>> BEGIN GIVEN INFORMATION

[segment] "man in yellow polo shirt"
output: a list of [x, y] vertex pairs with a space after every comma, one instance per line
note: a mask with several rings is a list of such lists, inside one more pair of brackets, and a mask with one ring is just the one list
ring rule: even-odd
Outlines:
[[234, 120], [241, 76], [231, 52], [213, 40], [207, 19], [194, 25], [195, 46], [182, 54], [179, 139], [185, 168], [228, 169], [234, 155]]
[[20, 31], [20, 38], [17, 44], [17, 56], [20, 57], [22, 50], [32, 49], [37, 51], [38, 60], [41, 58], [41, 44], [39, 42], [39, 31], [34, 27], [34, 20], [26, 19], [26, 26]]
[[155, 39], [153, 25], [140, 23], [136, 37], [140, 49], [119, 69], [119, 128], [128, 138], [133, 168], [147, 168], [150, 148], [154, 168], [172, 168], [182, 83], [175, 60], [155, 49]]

>> END GIVEN INFORMATION

— REQUIREMENTS —
Render every line of the items above as a JSON array of strings, one string per line, with blank lines omitted.

— ANSWER TO THE TASK —
[
  "[segment] \"man in yellow polo shirt\"",
  "output: a list of [x, y] vertex pairs with a space after every comma, one instance per line",
  "note: a mask with several rings is a list of such lists, inside one more pair of brackets, and a mask with one ring is just the one list",
  "ring rule: even-odd",
  "Outlines:",
  "[[234, 120], [241, 76], [231, 52], [213, 40], [207, 19], [194, 25], [195, 46], [182, 54], [179, 139], [185, 168], [228, 169], [234, 155]]",
  "[[20, 31], [20, 38], [17, 44], [17, 56], [20, 57], [22, 50], [32, 49], [37, 51], [38, 60], [41, 58], [41, 44], [39, 42], [39, 31], [34, 27], [34, 20], [26, 19], [26, 26]]",
  "[[155, 39], [153, 25], [140, 23], [136, 37], [140, 49], [119, 69], [119, 128], [128, 138], [133, 168], [147, 168], [150, 148], [154, 168], [172, 168], [182, 83], [175, 60], [155, 49]]"
]